>> begin Material

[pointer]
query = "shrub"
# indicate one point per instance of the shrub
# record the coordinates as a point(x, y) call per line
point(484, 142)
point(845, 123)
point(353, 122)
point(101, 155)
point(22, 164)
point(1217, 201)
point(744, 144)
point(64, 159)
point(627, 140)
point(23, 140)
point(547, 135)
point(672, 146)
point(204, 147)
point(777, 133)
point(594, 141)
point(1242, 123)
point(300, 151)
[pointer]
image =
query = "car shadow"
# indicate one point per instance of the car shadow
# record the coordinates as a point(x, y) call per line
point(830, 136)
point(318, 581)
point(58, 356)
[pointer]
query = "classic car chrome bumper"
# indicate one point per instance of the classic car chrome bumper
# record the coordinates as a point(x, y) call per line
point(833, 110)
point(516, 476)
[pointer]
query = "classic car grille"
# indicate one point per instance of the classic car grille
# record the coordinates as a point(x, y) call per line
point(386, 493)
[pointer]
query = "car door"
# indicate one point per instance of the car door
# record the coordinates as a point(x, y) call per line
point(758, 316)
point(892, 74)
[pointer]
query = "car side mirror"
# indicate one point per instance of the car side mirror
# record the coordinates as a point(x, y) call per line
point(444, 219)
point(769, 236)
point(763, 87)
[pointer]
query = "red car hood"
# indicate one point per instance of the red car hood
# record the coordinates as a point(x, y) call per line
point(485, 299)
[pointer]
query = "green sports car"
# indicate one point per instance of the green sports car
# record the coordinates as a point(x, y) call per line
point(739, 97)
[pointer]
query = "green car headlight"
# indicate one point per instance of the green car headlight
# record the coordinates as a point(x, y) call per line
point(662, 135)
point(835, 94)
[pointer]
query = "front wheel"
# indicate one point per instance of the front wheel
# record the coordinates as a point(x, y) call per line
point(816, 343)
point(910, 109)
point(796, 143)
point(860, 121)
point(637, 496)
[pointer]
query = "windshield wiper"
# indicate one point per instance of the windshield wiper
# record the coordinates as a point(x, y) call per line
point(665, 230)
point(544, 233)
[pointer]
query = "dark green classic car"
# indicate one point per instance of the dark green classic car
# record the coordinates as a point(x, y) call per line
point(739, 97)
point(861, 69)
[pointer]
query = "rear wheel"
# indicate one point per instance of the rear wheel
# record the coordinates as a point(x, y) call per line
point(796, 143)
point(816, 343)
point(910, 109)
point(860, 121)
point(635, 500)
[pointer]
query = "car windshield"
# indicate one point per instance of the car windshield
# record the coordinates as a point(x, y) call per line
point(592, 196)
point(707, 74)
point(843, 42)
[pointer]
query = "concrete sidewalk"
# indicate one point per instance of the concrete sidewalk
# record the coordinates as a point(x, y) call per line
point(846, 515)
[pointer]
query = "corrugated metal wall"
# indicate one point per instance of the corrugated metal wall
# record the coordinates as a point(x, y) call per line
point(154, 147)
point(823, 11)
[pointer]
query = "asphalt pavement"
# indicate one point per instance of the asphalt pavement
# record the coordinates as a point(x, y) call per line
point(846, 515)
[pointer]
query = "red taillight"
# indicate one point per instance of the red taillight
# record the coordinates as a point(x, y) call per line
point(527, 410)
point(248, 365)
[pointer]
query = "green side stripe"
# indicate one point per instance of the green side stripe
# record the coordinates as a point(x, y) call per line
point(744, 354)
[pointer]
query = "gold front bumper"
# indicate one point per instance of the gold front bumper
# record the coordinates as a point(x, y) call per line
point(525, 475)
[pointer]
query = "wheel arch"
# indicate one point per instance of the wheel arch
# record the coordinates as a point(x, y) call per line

>> end Material

— The exercise —
Update all of the material above so that "indicate" reads "mark" wherever it occurs, keeping everything else the same.

— Exercise response —
[pointer]
query = "shrub"
# mark one point per instance of the shrub
# record the coordinates as a point(x, y) call per line
point(484, 142)
point(845, 123)
point(353, 122)
point(101, 155)
point(22, 164)
point(1217, 201)
point(744, 144)
point(64, 159)
point(627, 140)
point(23, 140)
point(547, 135)
point(672, 146)
point(204, 147)
point(777, 133)
point(594, 141)
point(1242, 123)
point(300, 151)
[pointer]
image =
query = "car shadow"
# mark one point per instance of the car shadow
# record the coordinates as a point(x, y) call per line
point(830, 136)
point(318, 581)
point(58, 356)
[pointer]
query = "classic car chrome bumper"
# mark one point per instance of the classic car chrome bumper
# record the coordinates as a point(x, y) call per line
point(833, 110)
point(516, 476)
[pointer]
query = "classic car grille"
# mark one point per instance of the classic car grille
# record the coordinates as a point(x, y) call per line
point(386, 493)
[pointer]
query = "car door"
# mark one point per instance of the car door
# record the coordinates as a point(x, y) call per line
point(758, 316)
point(892, 74)
[pointer]
query = "car side mirror"
# mark one point per instance of the car side mirror
# record the coordinates as a point(x, y) call per line
point(444, 219)
point(769, 236)
point(763, 87)
[pointer]
query = "red car hood"
# mark one point per instance of the red car hood
# record the coordinates as a point(x, y) call per line
point(485, 299)
[pointer]
query = "green sports car"
# mark one point per instance of the green sports car
# record the coordinates as a point(x, y) call per line
point(739, 97)
[pointer]
query = "green car headlight"
# mark one point per instance of the green car headlight
# record the coordinates as a point(x, y) call per line
point(662, 135)
point(835, 94)
[pointer]
query = "front wheel"
# mark one point per instance of the front wheel
# record the coordinates as a point(x, y) call per line
point(816, 343)
point(910, 109)
point(796, 143)
point(860, 121)
point(637, 496)
[pointer]
query = "windshield wiper"
# mark one point per instance of the windshield wiper
# record the coordinates as a point(x, y) call per line
point(665, 230)
point(544, 233)
[pointer]
query = "dark green classic car"
# mark one point per instance of the dark green classic car
# record the coordinates as a point(x, y) call per line
point(739, 97)
point(861, 69)
[pointer]
query = "rear wheel"
# mark one point per instance of the rear wheel
# record the coordinates as a point(x, y) call per line
point(796, 143)
point(816, 343)
point(910, 109)
point(860, 121)
point(635, 500)
[pointer]
query = "car windshield"
# mark one point per instance of the car windshield
# record the coordinates as a point(x, y) call per line
point(592, 196)
point(707, 74)
point(843, 42)
[pointer]
query = "concrete sidewalk"
# mark one point per instance of the concrete sidewalk
# record the coordinates as a point(x, y) call per line
point(846, 515)
[pointer]
query = "corrugated metal wall"
# mark one point per instance of the corrugated metal wall
# record the coordinates as a point(x, y) call per line
point(154, 147)
point(823, 11)
[pointer]
query = "asphalt pavement"
# mark one point per instance of the asphalt pavement
# record the coordinates as a point(x, y) call per line
point(846, 515)
[pointer]
query = "red taillight"
# mark one point per instance of the red taillight
# record the coordinates as a point(x, y) call per line
point(527, 410)
point(248, 365)
[pointer]
query = "green side stripe"
# mark one point per instance of the green side stripe
# record the coordinates as a point(x, y) call per line
point(744, 354)
[pointer]
query = "gold front bumper"
# mark one point per instance of the gold front bumper
# record the coordinates as a point(x, y) call per line
point(525, 475)
[pointer]
query = "wheel arch"
# mark one point per instance of the wheel arch
# record the coordinates as a point(x, y) call per line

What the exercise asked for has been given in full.